**Provided entries:**
↓
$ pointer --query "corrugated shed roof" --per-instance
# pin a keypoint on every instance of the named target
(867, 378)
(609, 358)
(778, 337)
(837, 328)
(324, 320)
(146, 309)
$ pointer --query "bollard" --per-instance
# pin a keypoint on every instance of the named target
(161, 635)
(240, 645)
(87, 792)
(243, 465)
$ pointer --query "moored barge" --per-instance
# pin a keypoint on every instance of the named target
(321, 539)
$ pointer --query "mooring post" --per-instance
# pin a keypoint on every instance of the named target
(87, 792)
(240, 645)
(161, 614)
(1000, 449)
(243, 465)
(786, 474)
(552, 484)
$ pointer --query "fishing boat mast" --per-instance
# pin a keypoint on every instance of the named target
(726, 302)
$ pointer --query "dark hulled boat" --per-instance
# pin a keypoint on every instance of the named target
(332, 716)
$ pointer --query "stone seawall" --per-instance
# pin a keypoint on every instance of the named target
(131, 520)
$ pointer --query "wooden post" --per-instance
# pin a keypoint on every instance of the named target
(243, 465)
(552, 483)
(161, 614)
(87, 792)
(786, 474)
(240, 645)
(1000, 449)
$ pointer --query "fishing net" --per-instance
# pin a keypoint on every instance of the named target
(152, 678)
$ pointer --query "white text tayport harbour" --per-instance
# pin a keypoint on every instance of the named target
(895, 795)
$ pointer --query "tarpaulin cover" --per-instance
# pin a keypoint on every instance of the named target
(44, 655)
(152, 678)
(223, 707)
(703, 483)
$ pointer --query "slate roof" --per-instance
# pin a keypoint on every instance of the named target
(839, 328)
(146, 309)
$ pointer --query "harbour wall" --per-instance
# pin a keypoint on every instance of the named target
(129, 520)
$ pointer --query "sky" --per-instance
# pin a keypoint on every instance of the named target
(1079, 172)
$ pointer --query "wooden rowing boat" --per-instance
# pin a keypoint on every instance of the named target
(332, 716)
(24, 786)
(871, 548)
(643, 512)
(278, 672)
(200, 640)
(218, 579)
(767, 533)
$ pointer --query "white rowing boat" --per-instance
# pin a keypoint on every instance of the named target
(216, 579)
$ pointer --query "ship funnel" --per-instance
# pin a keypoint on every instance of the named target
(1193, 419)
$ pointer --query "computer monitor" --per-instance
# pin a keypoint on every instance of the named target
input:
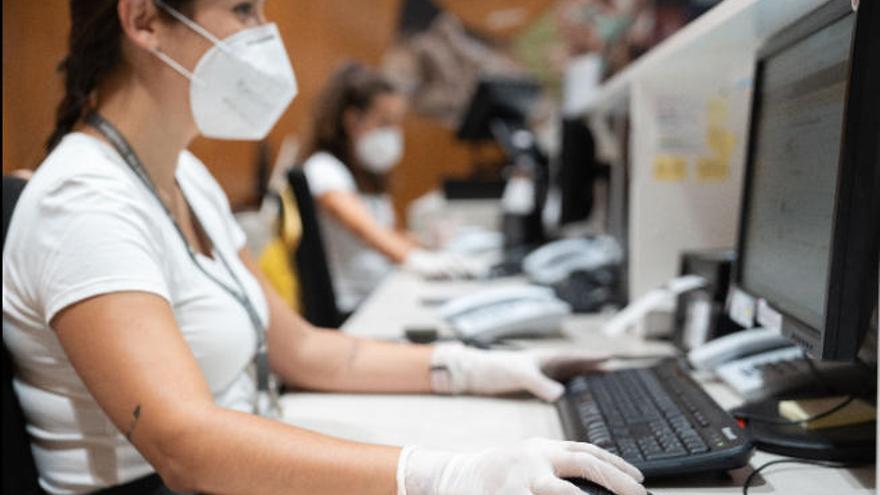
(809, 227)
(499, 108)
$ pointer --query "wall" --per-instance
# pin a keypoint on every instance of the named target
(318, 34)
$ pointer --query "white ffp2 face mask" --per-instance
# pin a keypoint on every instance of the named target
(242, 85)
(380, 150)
↑
↓
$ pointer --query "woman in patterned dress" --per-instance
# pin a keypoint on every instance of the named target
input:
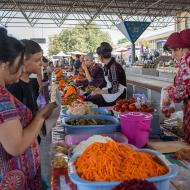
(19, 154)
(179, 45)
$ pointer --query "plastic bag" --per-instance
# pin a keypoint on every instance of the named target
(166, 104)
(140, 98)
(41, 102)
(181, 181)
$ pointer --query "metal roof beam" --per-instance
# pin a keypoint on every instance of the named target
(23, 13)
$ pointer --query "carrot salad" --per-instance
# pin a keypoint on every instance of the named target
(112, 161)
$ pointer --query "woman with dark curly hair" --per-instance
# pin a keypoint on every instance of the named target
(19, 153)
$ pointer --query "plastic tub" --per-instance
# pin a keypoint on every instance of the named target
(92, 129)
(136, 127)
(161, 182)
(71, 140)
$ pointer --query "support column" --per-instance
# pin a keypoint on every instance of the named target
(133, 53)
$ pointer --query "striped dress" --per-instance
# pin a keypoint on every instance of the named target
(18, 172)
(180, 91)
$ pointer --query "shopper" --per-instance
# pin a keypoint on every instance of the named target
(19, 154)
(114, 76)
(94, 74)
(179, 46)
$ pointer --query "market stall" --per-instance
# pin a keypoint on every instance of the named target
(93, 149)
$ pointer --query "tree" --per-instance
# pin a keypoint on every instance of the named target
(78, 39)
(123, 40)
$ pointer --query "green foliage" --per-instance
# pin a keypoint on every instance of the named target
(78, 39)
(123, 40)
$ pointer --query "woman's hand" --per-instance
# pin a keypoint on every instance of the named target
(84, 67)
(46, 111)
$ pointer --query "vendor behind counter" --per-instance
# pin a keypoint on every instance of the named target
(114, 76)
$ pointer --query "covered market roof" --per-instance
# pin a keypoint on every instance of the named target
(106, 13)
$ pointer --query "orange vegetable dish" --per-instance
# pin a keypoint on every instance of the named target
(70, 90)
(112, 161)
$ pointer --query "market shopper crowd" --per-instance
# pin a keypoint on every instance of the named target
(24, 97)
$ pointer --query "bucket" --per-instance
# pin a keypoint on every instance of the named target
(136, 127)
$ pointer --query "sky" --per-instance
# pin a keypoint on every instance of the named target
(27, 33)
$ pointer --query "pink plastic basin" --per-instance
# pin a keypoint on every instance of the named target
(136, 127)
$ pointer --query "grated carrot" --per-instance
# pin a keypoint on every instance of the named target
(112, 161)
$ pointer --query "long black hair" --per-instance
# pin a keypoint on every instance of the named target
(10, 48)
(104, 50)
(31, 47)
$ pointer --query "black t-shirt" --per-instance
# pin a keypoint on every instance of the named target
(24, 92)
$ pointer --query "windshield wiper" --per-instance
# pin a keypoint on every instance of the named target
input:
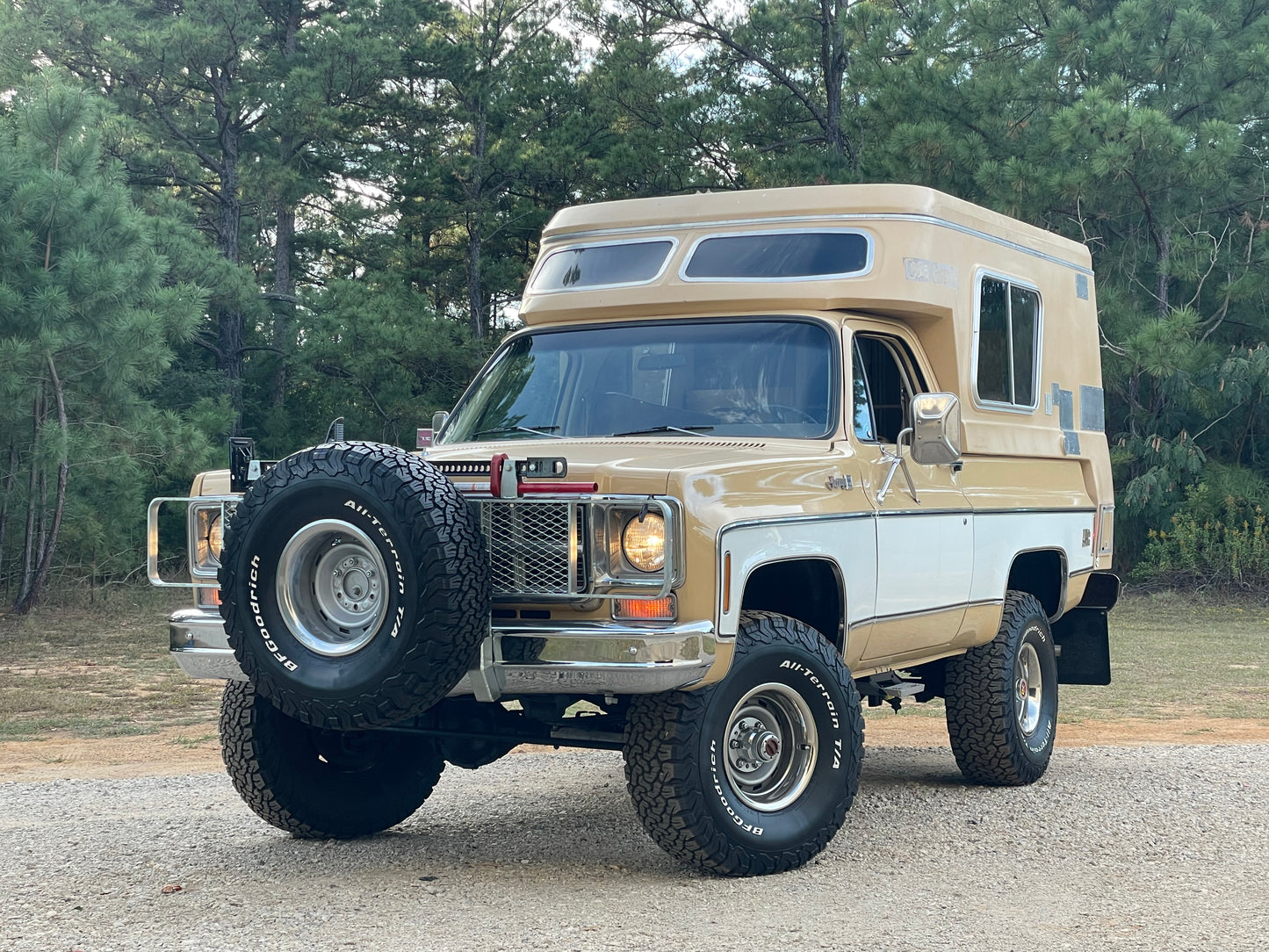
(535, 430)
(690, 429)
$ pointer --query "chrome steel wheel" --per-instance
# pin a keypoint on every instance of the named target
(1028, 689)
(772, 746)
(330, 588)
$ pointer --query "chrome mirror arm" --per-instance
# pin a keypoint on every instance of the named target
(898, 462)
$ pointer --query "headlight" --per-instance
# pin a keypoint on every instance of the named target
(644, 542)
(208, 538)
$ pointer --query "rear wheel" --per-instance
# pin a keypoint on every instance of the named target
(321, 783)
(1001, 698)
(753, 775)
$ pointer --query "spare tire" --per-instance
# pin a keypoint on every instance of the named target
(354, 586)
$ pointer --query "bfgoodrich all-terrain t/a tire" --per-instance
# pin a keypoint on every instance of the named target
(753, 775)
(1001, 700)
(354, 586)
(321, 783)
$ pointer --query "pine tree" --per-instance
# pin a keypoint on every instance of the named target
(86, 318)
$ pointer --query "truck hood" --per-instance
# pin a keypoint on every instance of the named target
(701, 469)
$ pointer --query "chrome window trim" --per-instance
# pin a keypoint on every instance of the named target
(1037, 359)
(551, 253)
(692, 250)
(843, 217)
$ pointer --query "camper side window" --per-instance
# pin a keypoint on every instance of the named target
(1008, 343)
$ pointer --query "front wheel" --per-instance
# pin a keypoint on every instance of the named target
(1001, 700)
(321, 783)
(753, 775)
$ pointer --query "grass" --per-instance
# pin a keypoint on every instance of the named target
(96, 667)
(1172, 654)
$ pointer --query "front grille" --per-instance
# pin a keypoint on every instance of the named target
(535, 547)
↑
**Prompt:** How many of the lines above contain the word "tree"? Reply with the number only.

**Task result:** 2